Retype everything from "I respectfully didn’t" down to "The Rock will." in the essay below on remakes and childhood classics, with no changes.

(Extract to read)

— START —

I remember as a kid playing around pine trees under blue skies and how much it looked like Endor. I remember the magical color of the twilights outside of the movie theatre waiting to get inside to see Return Of The Jedi for the it-doesn’t-matter-how-many time.
Star Wars opened up the imagination and wonder to an entire generation of kids. But it did so at a time of pure innocence so as a result, this is no longer a film franchise. This is something sacrosanct, something precious, something that swells our hearts with ecstasy.
I recently saw a documentary in which a theologian described religion as the search or ecstasy in life. Comparing fandom to religion is a dicey proposition but there are similarities. For example, the concepts of commandments and blasphemy live loud and clear in the world of pop culture.
“Stop messing with my childhood” cry many corners of the internet when a remake of a childhood classic is announced. What baffles me is how a remake can ever mess with anyone’s childhood. I own many of my favorite movies & TV shows as a kid on DVD or Blu Ray. No one is going to take those away from me. And no one can possibly take away your childhood memories from you.
I respectfully didn’t care for Michael Bay’s Transformers movies. Doesn’t matter for two reasons – 1) I own the original Transformers series on DVD 2) Mr. Bay’s Transformers movies have seduced billions of box office dollars out of the general public so he’s not going to mind me passing. And I don’t mind him making whatever weird version of Galvatron he wants because I have my originals. Peace in the valley.
There’s one saga I don’t have though and that’s the original Star Wars trilogy. Oh, I have the special editions rest assured. And I do have the original theatrical releases on Laserdisc. But no, I can’t reach over and grab the blu ray of the Star Wars trilogy that I watched as a kid.
No, The Rock playing Jack Burton will not ruin “Big Trouble In Little China.” Recutting “Big Trouble In Little China” replacing the original effects with CGI and replacing Kurt Russell with The Rock will.
Hopefully one day we’ll have the original trilogy on Blu Ray. There’ve many announcements only to get debunked quickly.
Personally, I think that many people get upset about remakes of their childhood classics because it’s a reminder of the one thing we don’t want to get reminded about.
We’re getting old. We’re getting older. And we’re growing out of the demographic that movies are made for. Pop culture doesn’t belong to us anymore. The tighter we grip, the more franchises slip through our fingers.

— END —

Picture annotation records
— START —

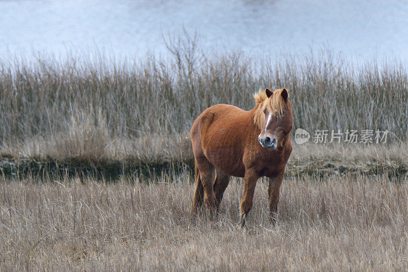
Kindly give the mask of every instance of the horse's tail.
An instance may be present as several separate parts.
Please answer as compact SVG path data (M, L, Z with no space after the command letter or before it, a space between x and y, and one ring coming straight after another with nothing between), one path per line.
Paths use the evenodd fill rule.
M197 167L197 161L194 159L194 171L195 172L195 192L193 198L192 212L193 214L198 212L198 209L202 205L202 199L204 197L204 187L200 177L200 172Z

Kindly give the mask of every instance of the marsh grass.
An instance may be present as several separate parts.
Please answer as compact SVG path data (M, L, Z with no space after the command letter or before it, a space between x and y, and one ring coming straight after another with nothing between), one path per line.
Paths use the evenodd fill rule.
M171 182L170 182L171 181ZM303 176L281 188L278 223L259 181L247 228L233 179L215 222L190 214L187 173L146 183L2 179L2 270L404 270L408 182Z
M219 103L250 110L252 94L267 87L290 90L295 128L388 129L389 142L406 144L408 74L398 60L361 63L329 49L216 53L188 34L166 45L167 59L0 59L2 156L183 161L202 111Z

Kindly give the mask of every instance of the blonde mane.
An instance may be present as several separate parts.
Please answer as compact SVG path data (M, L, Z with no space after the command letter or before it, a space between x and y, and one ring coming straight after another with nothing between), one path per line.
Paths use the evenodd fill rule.
M255 106L256 107L258 106L258 108L255 111L255 116L253 117L253 123L261 130L265 124L264 110L265 107L267 107L268 112L273 116L277 116L282 114L285 103L281 95L283 90L283 89L276 90L269 98L264 90L260 90L258 93L253 94ZM289 97L289 93L288 94Z

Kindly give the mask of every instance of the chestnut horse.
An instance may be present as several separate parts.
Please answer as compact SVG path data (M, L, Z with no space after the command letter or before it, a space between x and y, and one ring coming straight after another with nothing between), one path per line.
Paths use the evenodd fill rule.
M292 152L292 105L285 89L267 89L253 95L256 106L246 112L220 104L205 111L191 127L196 188L193 213L203 201L211 215L219 206L231 176L243 177L242 226L251 209L258 179L269 178L268 194L272 223L279 189Z

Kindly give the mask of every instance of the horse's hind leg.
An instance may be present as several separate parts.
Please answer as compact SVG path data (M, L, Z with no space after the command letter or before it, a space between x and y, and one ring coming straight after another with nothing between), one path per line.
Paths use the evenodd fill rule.
M204 187L201 182L200 177L200 172L197 167L197 161L194 160L194 170L195 172L195 192L194 196L193 197L193 206L192 213L193 214L197 214L198 210L202 205L202 199L204 198Z
M224 192L230 183L230 177L227 176L220 171L217 170L217 177L214 183L214 193L215 195L215 207L217 209L219 207Z
M197 168L204 191L204 204L212 215L215 209L215 196L214 194L215 168L204 156L196 158Z

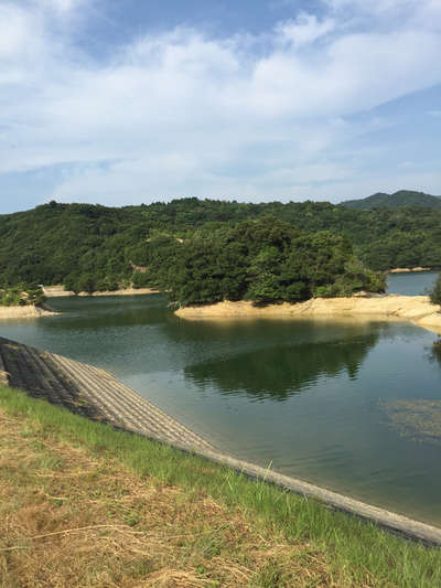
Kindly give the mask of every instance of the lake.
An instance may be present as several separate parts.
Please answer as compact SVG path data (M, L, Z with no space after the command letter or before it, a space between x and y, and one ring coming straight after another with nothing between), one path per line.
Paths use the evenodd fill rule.
M427 295L434 286L439 271L388 274L387 291L404 296Z
M63 314L2 321L0 334L111 371L239 458L441 525L433 333L398 321L190 322L158 295L51 304Z

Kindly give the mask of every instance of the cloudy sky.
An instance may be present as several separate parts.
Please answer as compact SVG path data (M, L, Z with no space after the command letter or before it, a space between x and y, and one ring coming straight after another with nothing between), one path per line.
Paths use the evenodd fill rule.
M0 213L441 194L441 0L0 0Z

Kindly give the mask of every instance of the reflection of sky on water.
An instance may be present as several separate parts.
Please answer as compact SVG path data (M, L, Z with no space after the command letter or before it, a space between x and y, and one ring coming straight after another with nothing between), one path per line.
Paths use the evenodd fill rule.
M245 459L441 523L439 447L384 400L439 399L435 335L405 322L176 319L162 297L57 299L2 336L110 370ZM282 402L280 402L282 400Z

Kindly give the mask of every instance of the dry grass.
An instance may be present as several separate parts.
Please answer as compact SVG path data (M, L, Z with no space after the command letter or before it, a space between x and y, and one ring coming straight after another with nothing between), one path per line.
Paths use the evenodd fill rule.
M346 586L311 544L2 409L0 447L1 588Z

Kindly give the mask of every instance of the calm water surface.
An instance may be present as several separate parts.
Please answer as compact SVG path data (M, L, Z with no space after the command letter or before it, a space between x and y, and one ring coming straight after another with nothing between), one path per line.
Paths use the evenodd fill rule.
M389 274L387 291L405 296L427 295L434 286L439 271Z
M408 276L409 277L409 276ZM437 336L405 322L183 321L160 296L60 298L0 334L110 370L238 457L441 524L441 445L384 402L441 399Z

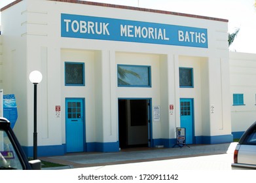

— END —

(Complete output)
I respectfully didn’t care for Michael Bay’s Transformers movies. Doesn’t matter for two reasons – 1) I own the original Transformers series on DVD 2) Mr. Bay’s Transformers movies have seduced billions of box office dollars out of the general public so he’s not going to mind me passing. And I don’t mind him making whatever weird version of Galvatron he wants because I have my originals. Peace in the valley.
There’s one saga I don’t have though and that’s the original Star Wars trilogy. Oh, I have the special editions rest assured. And I do have the original theatrical releases on Laserdisc. But no, I can’t reach over and grab the blu ray of the Star Wars trilogy that I watched as a kid.
No, The Rock playing Jack Burton will not ruin “Big Trouble In Little China.” Recutting “Big Trouble In Little China” replacing the original effects with CGI and replacing Kurt Russell with The Rock will.